[Spatial localization data]
•••

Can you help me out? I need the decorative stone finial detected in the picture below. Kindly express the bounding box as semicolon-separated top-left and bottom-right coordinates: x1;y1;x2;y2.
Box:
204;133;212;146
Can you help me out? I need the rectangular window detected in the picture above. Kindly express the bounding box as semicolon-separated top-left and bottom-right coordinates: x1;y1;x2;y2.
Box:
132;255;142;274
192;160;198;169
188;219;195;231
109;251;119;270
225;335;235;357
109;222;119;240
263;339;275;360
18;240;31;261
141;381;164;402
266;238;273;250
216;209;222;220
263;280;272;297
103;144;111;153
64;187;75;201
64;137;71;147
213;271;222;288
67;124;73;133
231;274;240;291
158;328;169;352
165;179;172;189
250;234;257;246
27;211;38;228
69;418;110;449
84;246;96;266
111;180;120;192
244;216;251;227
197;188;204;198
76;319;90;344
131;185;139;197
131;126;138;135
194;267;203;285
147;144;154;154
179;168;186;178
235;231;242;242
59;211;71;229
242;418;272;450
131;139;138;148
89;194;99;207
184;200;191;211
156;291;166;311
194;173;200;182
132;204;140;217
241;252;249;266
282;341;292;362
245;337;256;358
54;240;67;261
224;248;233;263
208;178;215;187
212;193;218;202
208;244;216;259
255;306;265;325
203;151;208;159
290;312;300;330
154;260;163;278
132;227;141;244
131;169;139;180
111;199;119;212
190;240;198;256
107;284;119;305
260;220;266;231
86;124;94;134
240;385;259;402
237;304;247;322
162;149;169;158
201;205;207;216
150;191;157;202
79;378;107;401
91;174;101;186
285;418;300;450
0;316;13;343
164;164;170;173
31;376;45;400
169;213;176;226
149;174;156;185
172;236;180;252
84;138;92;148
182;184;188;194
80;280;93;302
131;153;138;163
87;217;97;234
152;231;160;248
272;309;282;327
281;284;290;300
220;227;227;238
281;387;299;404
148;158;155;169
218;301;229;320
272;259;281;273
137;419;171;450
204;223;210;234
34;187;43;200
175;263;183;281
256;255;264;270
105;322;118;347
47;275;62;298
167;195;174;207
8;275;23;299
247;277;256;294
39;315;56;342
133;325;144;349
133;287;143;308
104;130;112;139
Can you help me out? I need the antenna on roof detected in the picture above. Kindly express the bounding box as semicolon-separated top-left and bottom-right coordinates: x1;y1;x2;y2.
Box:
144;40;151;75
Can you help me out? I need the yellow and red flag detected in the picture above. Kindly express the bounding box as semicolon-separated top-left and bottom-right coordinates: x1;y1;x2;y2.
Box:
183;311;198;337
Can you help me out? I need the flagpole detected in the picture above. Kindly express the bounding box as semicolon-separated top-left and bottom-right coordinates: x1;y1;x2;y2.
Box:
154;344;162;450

•••

Each record above has to be set down again, exactly and completely.

### TASK RESULT
Can you help me out? I need the decorative stone finial detected in the picture below. Kindly express the bounding box as semicolon-separated top-left and bottom-right coordinates: x1;y1;x2;y2.
Box:
204;133;212;146
Can you help me out? I need the rectangular window detected in the picture above. Kindly express the bounding box as semicolon-separated top-left and bottom-right coordinates: x1;y1;x2;y2.
Box:
132;255;142;274
192;160;198;169
188;219;195;231
109;251;119;270
225;335;235;357
109;222;119;240
263;339;275;360
18;240;31;261
141;381;164;402
266;238;273;250
216;209;222;220
263;280;272;297
103;144;111;153
64;187;75;201
64;137;71;147
213;271;222;288
67;124;73;133
231;274;240;291
158;328;169;352
165;179;172;189
250;234;257;246
27;211;38;228
69;418;110;449
84;246;96;266
111;180;120;192
244;216;251;227
197;188;204;198
76;319;90;344
131;185;139;197
131;126;138;135
194;267;203;285
147;144;154;154
179;168;186;178
235;231;242;242
59;211;71;229
242;418;272;450
131;139;138;148
89;194;99;207
184;200;191;211
156;291;166;311
194;173;200;182
132;204;140;217
241;252;249;266
282;341;292;362
245;337;256;358
54;240;67;261
224;248;233;263
208;178;215;187
212;193;218;202
208;244;216;259
255;306;265;325
203;151;208;159
290;312;300;330
154;260;163;278
132;227;141;244
131;169;139;180
111;199;119;212
190;240;198;256
107;284;119;305
260;220;266;231
86;124;94;134
240;385;259;402
237;304;247;322
162;149;169;158
201;205;207;216
150;191;157;202
79;378;107;401
91;174;101;186
285;418;300;450
0;316;13;343
164;164;170;173
31;376;45;400
169;213;176;226
149;174;156;185
172;236;180;252
84;138;92;148
182;184;188;194
80;280;93;302
131;153;138;163
87;217;97;234
152;231;160;248
272;309;282;327
281;284;290;300
220;227;227;238
281;387;299;404
148;158;155;169
218;301;229;320
272;259;281;273
137;419;171;450
204;223;210;234
34;187;43;200
175;263;183;281
256;255;264;270
105;322;118;347
47;275;62;298
167;195;174;207
8;275;23;299
247;277;256;294
39;315;56;342
133;325;144;349
133;287;143;308
104;130;112;139
Can you help me out? I need the antenna on roof detected in the picture above. Kindly express the bounding box as semicolon-separated top-left and bottom-right coordinates: x1;y1;x2;y2.
Box:
144;40;151;75
Can you help me out? I need the yellow and red flag detected in the picture above. Kindly express the bounding box as semicolon-separated top-left and bottom-right coordinates: x1;y1;x2;y2.
Box:
183;311;198;337
Can you help me out? I need the flagpole detected in the picture above. Kindly express the bounding box as semicolon-separated top-left and bottom-right coordinates: x1;y1;x2;y2.
Box:
154;344;162;450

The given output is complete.